De voorzitter: De heer Van Bommel is uitgebreid geïnterrumpeerd. Ik verzoek hem om zijn inbreng af te ronden, want hij heeft nog minder dan een minuut spreektijd over.

De heer Van Bommel (SP): Voorzitter. Ik kan afronden met een paar vragen die direct raken aan de inzet van het geweld tot op heden.

Wat is het oordeel van de regering over de kruisraketten? Zijn die proportioneel gebruikt? Meer dan 160 kruisraketten; welke doelen zijn geraakt? Gaat het om militaire doelen, militaire slachtoffers? Zijn er ook burgerslachtoffers gevallen? Kan de regering daar iets over zeggen? Vindt de regering dat er over hetgeen er tot op heden in het kader van de no-flyzone gebeurd is, gesproken kan worden van proportionaliteit? Waarom gaan de luchtaanvallen nog door, nu de no-flyzone effectief is? Hoe wil Nederland voorkomen dat opstandelingen gevechtsvliegtuigen van de coalitie gaan zien als hun eigen luchtmacht, en aangemoedigd door de inzet van die vliegtuigen en ander wapentuig oprukken naar bijvoorbeeld Tripoli en daar de gevechten aangaan? Als dat de praktijk wordt, zijn wij toch de facto de luchtmacht geworden van de opstandelingen? De regering wil dat niet, maar dat risico zit er wel in.

De opstandelingen vragen aan de VN-gezant van Libië, Khatib, om snel een bestand te bewerkstelligen. Gaat dat wel lukken als de bombardementen en de gevechten doorgaan?

De no-flyzone wordt nu tamelijk ongecoördineerd gehandhaafd. Militaire deskundigen zeggen: hoe meer landen erbij betrokken zijn, hoe groter de risico’s. Het risico bestaat zelfs dat coalitiegenoten elkaar uit de lucht schieten. Ziet de regering dat risico?

(Opdracht):
Geef uit het debatfragment over de no-flyzone het stuk van "De voorzitter: De" tot en met "minuut spreektijd over." woordelijk opnieuw weer.

(Getoonde gegevens):
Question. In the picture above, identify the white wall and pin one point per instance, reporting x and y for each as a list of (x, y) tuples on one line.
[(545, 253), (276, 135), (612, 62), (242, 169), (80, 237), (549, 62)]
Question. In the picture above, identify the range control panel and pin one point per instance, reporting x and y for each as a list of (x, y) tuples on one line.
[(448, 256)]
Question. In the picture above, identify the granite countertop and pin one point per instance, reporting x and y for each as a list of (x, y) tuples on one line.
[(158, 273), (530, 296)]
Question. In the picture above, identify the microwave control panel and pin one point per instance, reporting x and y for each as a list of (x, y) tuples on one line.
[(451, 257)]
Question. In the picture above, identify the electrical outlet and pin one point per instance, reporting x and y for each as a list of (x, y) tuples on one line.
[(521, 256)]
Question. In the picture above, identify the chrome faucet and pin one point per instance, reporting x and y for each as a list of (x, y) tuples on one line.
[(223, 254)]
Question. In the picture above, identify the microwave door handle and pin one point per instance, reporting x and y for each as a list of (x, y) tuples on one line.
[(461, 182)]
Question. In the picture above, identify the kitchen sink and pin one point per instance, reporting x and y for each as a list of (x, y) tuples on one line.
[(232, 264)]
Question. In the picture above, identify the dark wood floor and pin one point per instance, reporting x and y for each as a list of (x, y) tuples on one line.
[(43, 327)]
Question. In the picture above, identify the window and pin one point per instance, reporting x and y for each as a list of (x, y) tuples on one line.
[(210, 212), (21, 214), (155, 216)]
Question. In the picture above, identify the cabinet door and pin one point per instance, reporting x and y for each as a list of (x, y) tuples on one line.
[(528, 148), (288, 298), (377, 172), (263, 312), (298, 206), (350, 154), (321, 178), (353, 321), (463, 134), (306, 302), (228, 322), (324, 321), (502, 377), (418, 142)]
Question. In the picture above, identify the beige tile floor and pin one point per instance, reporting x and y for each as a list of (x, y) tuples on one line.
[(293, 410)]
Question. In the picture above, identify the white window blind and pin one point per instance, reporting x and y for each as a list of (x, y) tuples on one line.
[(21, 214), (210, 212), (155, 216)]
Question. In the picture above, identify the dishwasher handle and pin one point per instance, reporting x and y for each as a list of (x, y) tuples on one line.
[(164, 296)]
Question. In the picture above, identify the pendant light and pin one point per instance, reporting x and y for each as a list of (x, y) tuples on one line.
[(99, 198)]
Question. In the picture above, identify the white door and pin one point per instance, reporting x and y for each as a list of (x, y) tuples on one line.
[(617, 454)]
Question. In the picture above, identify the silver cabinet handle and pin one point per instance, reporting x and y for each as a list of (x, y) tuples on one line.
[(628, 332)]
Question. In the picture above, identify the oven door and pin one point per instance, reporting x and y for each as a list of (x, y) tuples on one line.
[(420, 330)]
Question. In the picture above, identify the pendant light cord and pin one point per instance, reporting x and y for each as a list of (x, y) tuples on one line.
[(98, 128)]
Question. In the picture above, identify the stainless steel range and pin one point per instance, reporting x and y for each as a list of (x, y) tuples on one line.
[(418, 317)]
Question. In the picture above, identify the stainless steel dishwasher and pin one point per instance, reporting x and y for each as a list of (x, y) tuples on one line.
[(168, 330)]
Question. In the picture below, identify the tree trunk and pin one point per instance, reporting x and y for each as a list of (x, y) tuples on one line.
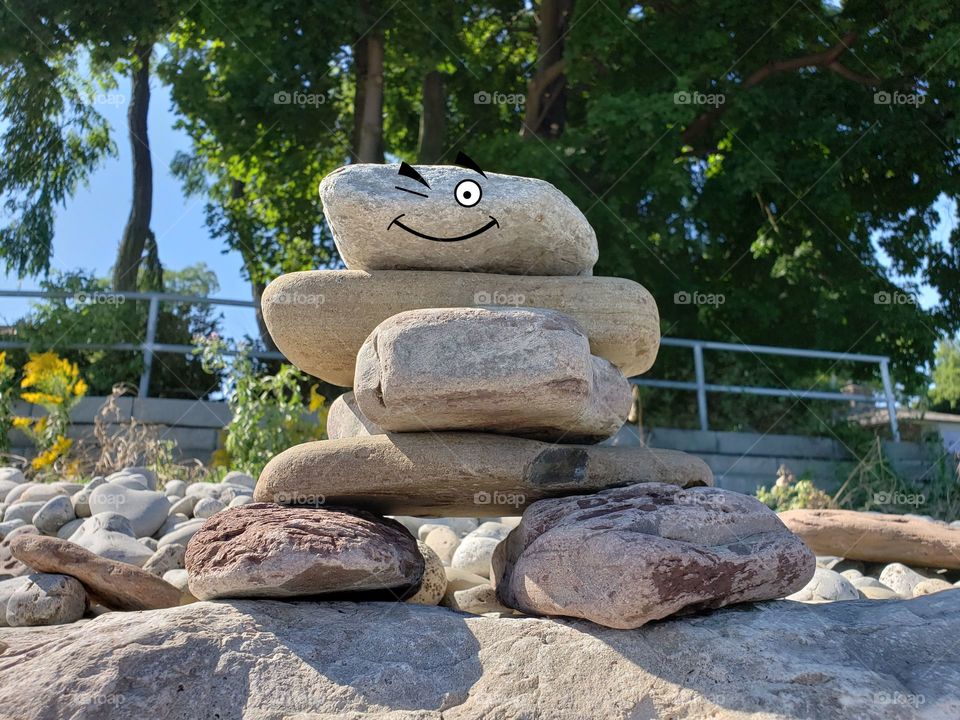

(Resultaat):
De voorzitter: De heer Van Bommel is uitgebreid geïnterrumpeerd. Ik verzoek hem om zijn inbreng af te ronden, want hij heeft nog minder dan een minuut spreektijd over.